__Task to carry out__. Write out every entry exactly as given, but omit the pictures.
--
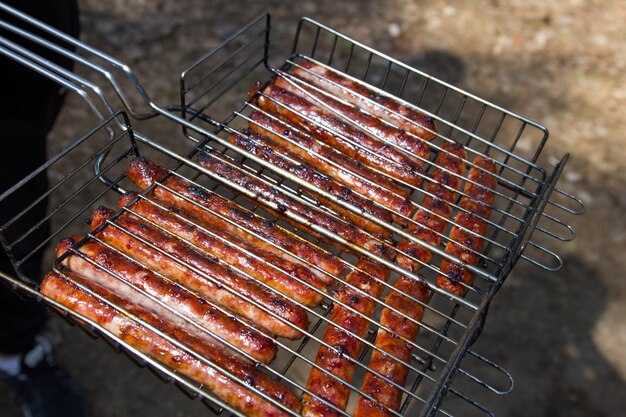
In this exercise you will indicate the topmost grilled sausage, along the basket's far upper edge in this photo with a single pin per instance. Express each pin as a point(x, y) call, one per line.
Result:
point(376, 102)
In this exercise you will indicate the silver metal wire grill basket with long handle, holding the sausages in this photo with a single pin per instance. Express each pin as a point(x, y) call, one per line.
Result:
point(90, 171)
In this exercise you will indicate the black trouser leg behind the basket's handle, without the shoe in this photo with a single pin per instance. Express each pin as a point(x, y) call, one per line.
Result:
point(29, 105)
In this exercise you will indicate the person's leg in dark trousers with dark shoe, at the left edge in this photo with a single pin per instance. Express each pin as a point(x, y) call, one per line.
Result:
point(29, 106)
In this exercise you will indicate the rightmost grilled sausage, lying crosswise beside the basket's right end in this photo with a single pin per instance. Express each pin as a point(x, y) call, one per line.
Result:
point(472, 227)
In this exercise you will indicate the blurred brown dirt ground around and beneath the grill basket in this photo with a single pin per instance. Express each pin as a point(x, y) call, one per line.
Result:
point(562, 63)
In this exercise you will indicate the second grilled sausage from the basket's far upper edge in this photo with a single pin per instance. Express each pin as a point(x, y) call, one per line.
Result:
point(380, 131)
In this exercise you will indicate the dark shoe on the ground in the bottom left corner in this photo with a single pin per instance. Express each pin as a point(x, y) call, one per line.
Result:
point(43, 388)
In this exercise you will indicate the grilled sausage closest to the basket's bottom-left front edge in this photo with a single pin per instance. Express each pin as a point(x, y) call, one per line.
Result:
point(237, 394)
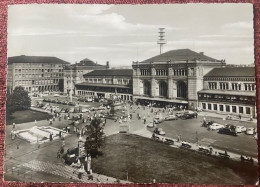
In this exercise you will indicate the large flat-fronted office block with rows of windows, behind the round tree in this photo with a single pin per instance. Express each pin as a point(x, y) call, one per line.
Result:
point(35, 73)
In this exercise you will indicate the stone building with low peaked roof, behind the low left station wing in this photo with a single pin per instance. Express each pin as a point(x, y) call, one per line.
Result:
--
__Answer for this exercise__.
In this exercise you will indicate the topmost grilled sausage, along the basket's far upper edge in this photo with a single pin per instance. Express each pin as a point(x, y) call, one per line.
Result:
point(376, 102)
In this exercise you will indicate the silver metal wire grill basket with long handle, holding the sausages in this photo with a single pin per instance. Express each pin as a point(x, y) call, one per line.
Result:
point(90, 171)
In this exercise you will indicate the black trouser leg behind the basket's handle, without the shoe in this photo with a single pin per instance. Express each pin as a point(x, y) call, one per line.
Result:
point(29, 105)
In this exercise you will indicate the person's leg in dark trousers with dark shoe, at the left edge in this photo with a single pin per instance. Express each pin as a point(x, y) call, one per line.
Result:
point(29, 106)
In this exercise you will indicate the rightmost grilled sausage, lying crosswise beside the basket's right end in this photo with a single pin per instance. Express each pin as a point(x, y) call, one per line.
Result:
point(472, 227)
In this exercise you will indicate the blurred brown dirt ground around and beneath the grill basket in this photo with a single pin per instance. Express each pin as a point(x, y) call, one per line.
Result:
point(562, 63)
In this exercise you will indicate the second grilled sausage from the basket's far upper edge in this photo with a single pin per instance. Express each pin as a point(x, y) call, one per line.
Result:
point(380, 131)
In this exercise you will indicate the dark shoe on the ground in the bottom left corner in this photo with a single pin per instance. Express each pin as a point(x, y) call, one per line.
Result:
point(43, 388)
In this exercise you will indicate the grilled sausage closest to the basket's bottom-left front edge in this photo with a single pin per instance. Express each pin as a point(x, y) call, one per line.
Result:
point(237, 394)
In this exercise you will indicate the large flat-fronted office block with rows of windows, behind the round tree in this photo with a single pin per instance. Express each pin as a point(x, y) call, one per line.
Result:
point(35, 73)
In this exercise you will indicate the stone building with low peaked roof, behind the low left station wing in this photo with a single pin per instance. Express each pin as a point(x, y) call, one per line.
Result:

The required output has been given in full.